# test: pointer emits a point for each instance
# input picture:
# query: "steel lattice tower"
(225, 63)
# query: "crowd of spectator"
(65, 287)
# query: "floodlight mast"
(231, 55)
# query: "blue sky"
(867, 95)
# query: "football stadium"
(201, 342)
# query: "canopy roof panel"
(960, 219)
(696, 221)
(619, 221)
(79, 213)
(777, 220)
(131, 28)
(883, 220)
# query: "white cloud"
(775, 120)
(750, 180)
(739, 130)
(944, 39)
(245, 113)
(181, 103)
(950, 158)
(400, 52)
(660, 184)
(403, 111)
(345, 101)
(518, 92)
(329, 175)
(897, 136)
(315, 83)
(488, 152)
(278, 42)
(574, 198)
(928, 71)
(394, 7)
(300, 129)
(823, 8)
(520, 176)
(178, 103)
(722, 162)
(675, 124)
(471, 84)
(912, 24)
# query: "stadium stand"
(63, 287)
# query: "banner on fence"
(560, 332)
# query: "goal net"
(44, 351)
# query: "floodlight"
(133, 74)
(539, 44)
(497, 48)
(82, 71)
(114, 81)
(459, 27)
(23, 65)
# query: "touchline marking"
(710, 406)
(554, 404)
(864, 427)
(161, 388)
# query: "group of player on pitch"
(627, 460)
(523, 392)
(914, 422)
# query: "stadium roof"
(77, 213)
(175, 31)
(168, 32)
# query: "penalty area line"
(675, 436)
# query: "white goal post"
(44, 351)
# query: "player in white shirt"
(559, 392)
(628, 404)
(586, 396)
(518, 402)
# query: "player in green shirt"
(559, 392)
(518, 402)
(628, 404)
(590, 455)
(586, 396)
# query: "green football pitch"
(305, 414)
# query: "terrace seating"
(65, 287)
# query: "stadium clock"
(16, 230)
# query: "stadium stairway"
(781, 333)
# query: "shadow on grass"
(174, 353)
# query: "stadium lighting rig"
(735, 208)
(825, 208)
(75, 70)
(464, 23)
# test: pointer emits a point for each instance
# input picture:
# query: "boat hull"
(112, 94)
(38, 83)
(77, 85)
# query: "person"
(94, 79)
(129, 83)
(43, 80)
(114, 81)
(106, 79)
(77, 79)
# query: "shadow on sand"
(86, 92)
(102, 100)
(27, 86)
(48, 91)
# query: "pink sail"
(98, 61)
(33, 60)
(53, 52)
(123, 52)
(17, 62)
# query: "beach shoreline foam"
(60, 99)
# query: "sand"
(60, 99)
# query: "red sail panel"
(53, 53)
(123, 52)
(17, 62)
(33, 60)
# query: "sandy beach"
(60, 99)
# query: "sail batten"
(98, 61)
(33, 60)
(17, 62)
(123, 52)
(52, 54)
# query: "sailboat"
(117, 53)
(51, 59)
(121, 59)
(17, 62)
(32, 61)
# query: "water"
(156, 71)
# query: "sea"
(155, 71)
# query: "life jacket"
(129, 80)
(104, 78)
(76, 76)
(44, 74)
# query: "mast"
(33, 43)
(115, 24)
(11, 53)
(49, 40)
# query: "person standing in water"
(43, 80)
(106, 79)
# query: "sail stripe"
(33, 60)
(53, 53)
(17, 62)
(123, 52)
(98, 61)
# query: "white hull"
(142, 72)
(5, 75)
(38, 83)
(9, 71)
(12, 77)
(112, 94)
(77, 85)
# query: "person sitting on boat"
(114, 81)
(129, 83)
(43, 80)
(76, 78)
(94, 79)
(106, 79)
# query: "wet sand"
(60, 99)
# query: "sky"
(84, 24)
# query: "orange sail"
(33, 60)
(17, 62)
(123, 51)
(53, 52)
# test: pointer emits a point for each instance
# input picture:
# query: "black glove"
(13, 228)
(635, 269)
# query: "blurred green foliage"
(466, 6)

------

● Exercise prompt:
Please repeat all the records above exactly as they appear.

● Completed task:
# test: pointer emits a point for each instance
# input picture:
# query: "steel lattice tower"
(225, 63)
# query: "crowd of spectator"
(65, 287)
# query: "floodlight mast"
(231, 55)
# query: "blue sky"
(867, 95)
# query: "football stadium"
(201, 342)
# query: "canopy roof panel"
(960, 219)
(696, 221)
(619, 221)
(79, 213)
(777, 220)
(131, 28)
(883, 220)
# query: "white cloud"
(775, 120)
(750, 180)
(739, 130)
(944, 39)
(245, 113)
(181, 103)
(950, 158)
(400, 52)
(660, 184)
(403, 111)
(345, 101)
(518, 92)
(329, 175)
(897, 136)
(315, 83)
(488, 152)
(278, 42)
(574, 198)
(928, 71)
(394, 7)
(300, 129)
(823, 8)
(520, 176)
(178, 103)
(722, 162)
(675, 124)
(471, 84)
(912, 24)
# query: "stadium stand"
(63, 287)
# query: "banner on fence"
(560, 332)
# query: "goal net"
(44, 351)
# query: "floodlight"
(133, 74)
(539, 44)
(497, 48)
(82, 71)
(114, 81)
(459, 27)
(23, 65)
# query: "touchline marking"
(710, 406)
(554, 404)
(864, 427)
(161, 388)
# query: "group of player on pitch"
(627, 460)
(523, 392)
(914, 422)
# query: "stadium roof"
(77, 213)
(175, 31)
(168, 32)
# query: "penalty area line"
(675, 436)
# query: "white goal post"
(44, 351)
# query: "player in white shirt"
(559, 392)
(628, 404)
(586, 396)
(518, 402)
# query: "player in green shirt"
(559, 392)
(518, 402)
(628, 404)
(590, 455)
(586, 396)
# query: "green football pitch"
(305, 414)
# query: "terrace seating"
(65, 287)
# query: "stadium clock"
(16, 230)
# query: "stadium stairway"
(781, 333)
# query: "shadow on grass"
(174, 353)
# query: "stadium lighting rig"
(735, 208)
(825, 208)
(75, 70)
(464, 23)
# test: pointer emits a point for each instance
# input picture:
# query: "boat hull"
(112, 94)
(38, 83)
(77, 85)
# query: "person"
(94, 79)
(129, 83)
(43, 80)
(114, 81)
(106, 79)
(77, 79)
# query: "shadow on sand"
(86, 92)
(102, 100)
(27, 86)
(48, 91)
# query: "pink sail"
(98, 61)
(33, 60)
(53, 52)
(123, 52)
(17, 62)
# query: "beach shoreline foam"
(60, 99)
# query: "sand"
(60, 99)
# query: "red sail panel"
(53, 53)
(123, 52)
(17, 62)
(33, 60)
# query: "sandy beach"
(60, 99)
# query: "sail batten"
(98, 61)
(33, 60)
(17, 62)
(123, 52)
(52, 54)
# query: "sailboat"
(117, 53)
(51, 59)
(121, 59)
(17, 62)
(32, 61)
# query: "water"
(156, 71)
# query: "sea"
(155, 71)
# query: "life jacket"
(129, 80)
(104, 78)
(76, 76)
(44, 74)
# query: "mast"
(33, 43)
(115, 24)
(11, 53)
(49, 40)
# query: "person standing in water"
(43, 80)
(106, 79)
# query: "sail stripe"
(33, 60)
(53, 53)
(17, 62)
(123, 52)
(98, 61)
# query: "white hull"
(142, 72)
(5, 75)
(38, 83)
(9, 71)
(12, 77)
(112, 94)
(77, 85)
# query: "person sitting on boat"
(114, 81)
(129, 83)
(43, 80)
(76, 78)
(94, 79)
(106, 79)
# query: "wet sand"
(60, 99)
# query: "sky"
(84, 24)
# query: "orange sail"
(33, 60)
(17, 62)
(123, 51)
(53, 52)
# test: pointer emits a point for each instance
# input picture:
# query: "black glove"
(13, 228)
(635, 269)
# query: "blurred green foliage"
(466, 6)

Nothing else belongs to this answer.